TASK ITEM:
Within the entries below, the lines from the one with "column 110, row 374" through the one with "column 21, row 90" are to be set down exactly, both ends kept.

□ □ □ □ □

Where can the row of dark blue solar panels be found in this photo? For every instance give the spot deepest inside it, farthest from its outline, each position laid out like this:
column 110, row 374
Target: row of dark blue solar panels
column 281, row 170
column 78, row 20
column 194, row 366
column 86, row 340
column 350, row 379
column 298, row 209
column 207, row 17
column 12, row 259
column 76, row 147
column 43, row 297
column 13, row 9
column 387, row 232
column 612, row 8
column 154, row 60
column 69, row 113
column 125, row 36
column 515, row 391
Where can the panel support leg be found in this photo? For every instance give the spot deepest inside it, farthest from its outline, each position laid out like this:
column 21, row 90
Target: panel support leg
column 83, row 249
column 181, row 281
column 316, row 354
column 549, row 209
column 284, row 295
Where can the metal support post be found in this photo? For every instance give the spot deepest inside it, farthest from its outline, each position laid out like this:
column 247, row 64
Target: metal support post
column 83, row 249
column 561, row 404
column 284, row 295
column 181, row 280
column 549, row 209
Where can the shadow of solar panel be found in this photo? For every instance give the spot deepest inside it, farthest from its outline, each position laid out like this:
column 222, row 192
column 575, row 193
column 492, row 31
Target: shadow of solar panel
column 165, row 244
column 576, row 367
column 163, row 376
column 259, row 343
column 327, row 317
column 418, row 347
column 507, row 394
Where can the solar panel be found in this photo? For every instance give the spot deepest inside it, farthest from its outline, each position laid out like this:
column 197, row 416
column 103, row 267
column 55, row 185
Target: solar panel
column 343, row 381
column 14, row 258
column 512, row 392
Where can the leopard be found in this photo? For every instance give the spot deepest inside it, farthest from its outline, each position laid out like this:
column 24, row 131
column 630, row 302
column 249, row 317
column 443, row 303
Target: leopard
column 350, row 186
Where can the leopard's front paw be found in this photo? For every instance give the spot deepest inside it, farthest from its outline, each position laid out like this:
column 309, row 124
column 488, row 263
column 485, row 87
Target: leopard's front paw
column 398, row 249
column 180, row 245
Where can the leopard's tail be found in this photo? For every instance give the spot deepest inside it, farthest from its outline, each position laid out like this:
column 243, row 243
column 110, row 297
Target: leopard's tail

□ □ □ □ □

RESULT BELOW:
column 110, row 374
Target: row of dark blue solar panels
column 281, row 170
column 78, row 20
column 194, row 366
column 86, row 340
column 350, row 379
column 298, row 209
column 207, row 17
column 12, row 259
column 76, row 147
column 43, row 297
column 13, row 9
column 387, row 232
column 612, row 8
column 154, row 60
column 69, row 113
column 125, row 36
column 515, row 391
Where can the panel support leg be found in this photo? For every instance give the spot deepest inside it, farthest from its outline, each position laid out like this:
column 21, row 90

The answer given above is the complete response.